▶ GIVEN DATA

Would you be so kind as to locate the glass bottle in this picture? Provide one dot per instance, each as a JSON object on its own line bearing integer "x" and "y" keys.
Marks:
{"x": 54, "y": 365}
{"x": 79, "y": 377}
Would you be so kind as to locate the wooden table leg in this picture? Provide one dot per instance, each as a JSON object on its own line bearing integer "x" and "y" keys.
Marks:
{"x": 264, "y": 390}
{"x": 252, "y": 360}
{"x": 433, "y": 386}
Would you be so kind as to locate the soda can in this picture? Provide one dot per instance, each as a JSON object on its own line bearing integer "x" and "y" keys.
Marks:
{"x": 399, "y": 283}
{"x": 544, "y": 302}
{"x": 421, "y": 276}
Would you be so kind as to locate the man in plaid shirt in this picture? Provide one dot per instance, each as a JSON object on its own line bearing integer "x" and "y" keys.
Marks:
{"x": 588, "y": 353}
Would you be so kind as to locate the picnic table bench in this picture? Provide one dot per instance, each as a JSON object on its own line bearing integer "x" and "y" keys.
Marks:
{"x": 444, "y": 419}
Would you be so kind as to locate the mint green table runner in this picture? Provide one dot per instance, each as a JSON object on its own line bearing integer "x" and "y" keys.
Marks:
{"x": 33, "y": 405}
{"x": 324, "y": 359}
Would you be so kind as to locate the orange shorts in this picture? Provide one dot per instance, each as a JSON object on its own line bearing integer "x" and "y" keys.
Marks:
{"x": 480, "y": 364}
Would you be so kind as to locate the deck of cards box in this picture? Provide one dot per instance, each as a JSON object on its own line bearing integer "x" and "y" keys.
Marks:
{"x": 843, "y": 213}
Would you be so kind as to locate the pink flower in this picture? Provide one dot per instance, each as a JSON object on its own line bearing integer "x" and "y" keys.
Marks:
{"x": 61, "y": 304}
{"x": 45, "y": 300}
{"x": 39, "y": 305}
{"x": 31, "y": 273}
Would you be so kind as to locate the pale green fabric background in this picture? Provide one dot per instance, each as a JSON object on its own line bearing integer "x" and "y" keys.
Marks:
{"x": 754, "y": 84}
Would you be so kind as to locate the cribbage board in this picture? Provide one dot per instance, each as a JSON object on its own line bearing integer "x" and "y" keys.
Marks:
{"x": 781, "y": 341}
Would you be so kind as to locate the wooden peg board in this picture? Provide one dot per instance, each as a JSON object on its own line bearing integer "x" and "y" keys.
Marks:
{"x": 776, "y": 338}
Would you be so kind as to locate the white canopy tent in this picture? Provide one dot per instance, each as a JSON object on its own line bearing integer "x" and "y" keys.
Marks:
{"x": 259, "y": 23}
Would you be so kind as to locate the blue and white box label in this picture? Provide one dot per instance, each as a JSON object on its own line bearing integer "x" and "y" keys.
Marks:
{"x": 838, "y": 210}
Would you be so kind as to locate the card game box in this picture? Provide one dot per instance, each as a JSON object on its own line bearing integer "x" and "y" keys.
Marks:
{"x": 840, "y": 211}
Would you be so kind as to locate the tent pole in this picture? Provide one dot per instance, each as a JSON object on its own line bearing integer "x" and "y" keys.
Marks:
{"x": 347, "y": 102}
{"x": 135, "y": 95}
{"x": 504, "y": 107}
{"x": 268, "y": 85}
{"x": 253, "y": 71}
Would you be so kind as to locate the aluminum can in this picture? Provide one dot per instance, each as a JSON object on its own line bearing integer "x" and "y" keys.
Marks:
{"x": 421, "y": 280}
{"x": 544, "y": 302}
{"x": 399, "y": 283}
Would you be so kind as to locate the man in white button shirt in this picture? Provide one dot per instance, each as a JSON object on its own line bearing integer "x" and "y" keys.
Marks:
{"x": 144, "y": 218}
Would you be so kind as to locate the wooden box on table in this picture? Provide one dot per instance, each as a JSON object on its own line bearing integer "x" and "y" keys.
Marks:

▶ THE PROBLEM
Reproduce every line of the data so that nothing differs from the original.

▶ TASK SOLUTION
Would you be so kind as to locate the glass bottle in this picture? Provide one dot per instance, each as a JSON object on its own line bearing integer "x" and "y" keys.
Marks:
{"x": 54, "y": 365}
{"x": 79, "y": 377}
Would you be so kind as to locate the wooden table leg in this picture? Provide one dot per instance, each as a JSON object on its own line bearing integer "x" and "y" keys.
Marks:
{"x": 264, "y": 390}
{"x": 252, "y": 360}
{"x": 433, "y": 386}
Would you be so kind as to locate the soda can in this picture? Provide one dot per instance, each as a JSON object on its own line bearing integer "x" and "y" keys.
Marks:
{"x": 399, "y": 283}
{"x": 544, "y": 302}
{"x": 421, "y": 276}
Would you be so kind as to locate the man in plaid shirt in this picture? Provide one dot per instance, each as a JSON object on its own line bearing integer "x" and "y" keys.
Marks:
{"x": 588, "y": 353}
Would you be so kind as to locate the picnic table bench in this picture? Provide one dot per instance, each as a JSON object on its own line bearing integer "x" and "y" keys.
Marks:
{"x": 444, "y": 419}
Would you be so kind as to locate the mint green table runner in this picture? Provide one dot per instance, each as a JSON object on its own line bearing integer "x" and "y" keys.
Marks:
{"x": 33, "y": 405}
{"x": 324, "y": 359}
Would you be so kind as to locate the orange shorts in this picture? Provide one dot per instance, each as a JSON object on its own line bearing integer "x" and "y" keys.
Marks:
{"x": 480, "y": 364}
Would you be so kind as to locate the deck of cards box in this picture? Provide one dot per instance, each as a JSON object on its own line bearing integer "x" and "y" keys.
Marks:
{"x": 843, "y": 213}
Would you be so kind as to locate the pink flower in this picture? Provide one dot per instance, each as a JSON object on its own line bearing integer "x" and "y" keys.
Marks:
{"x": 61, "y": 304}
{"x": 45, "y": 300}
{"x": 39, "y": 305}
{"x": 31, "y": 273}
Would you be so kind as to locate the pale green fabric background in this picture? Provide one dot per instance, each as a JSON object on its own line bearing integer "x" and "y" keys.
Marks:
{"x": 754, "y": 84}
Would you be so kind as to locate the cribbage board in this picture? Provide one dot per instance, each as a JSON object on its own line bearing integer "x" and "y" keys.
Marks:
{"x": 781, "y": 341}
Would you be so kind as to locate the wooden peg board in this picture? Provide one dot per instance, each as a JSON object on its own line bearing integer "x" and "y" keys.
Marks:
{"x": 776, "y": 338}
Would you be so kind as to locate the white canopy tent in this picture? Provide one dot per instance, each as a JSON object on its own line bearing integer "x" and "y" keys.
Marks:
{"x": 259, "y": 23}
Would you be so kind as to locate the blue and white box label in this picture? Provide one dot per instance, each as a JSON object on its own line bearing integer "x" and "y" keys.
Marks:
{"x": 838, "y": 210}
Would you be so kind as to locate the card game box in this picture? Provide one dot per instance, each as a JSON object on its own line bearing integer "x" and "y" keys.
Marks:
{"x": 840, "y": 211}
Would you be so kind as to locate the tent pole in this picture? Provide one dot per instance, each as a JSON object on its own line bearing integer "x" and "y" keys.
Marks:
{"x": 347, "y": 102}
{"x": 135, "y": 95}
{"x": 504, "y": 107}
{"x": 268, "y": 85}
{"x": 253, "y": 71}
Would you be so kind as to locate the aluminum can in this picture? Provide one dot per instance, each as a JSON object on its own line bearing integer "x" and "y" keys.
Marks:
{"x": 421, "y": 280}
{"x": 544, "y": 302}
{"x": 399, "y": 283}
Would you be so kind as to locate the man in white button shirt in this picture? Provide one dot per instance, each as a JSON object on its own line bearing integer "x" and "y" keys.
Marks:
{"x": 144, "y": 218}
Would you be so kind as to locate the wooden box on table in this picture? Provide one dot per instance, each as a JSON object on its own line bearing integer "x" and "y" keys.
Marks:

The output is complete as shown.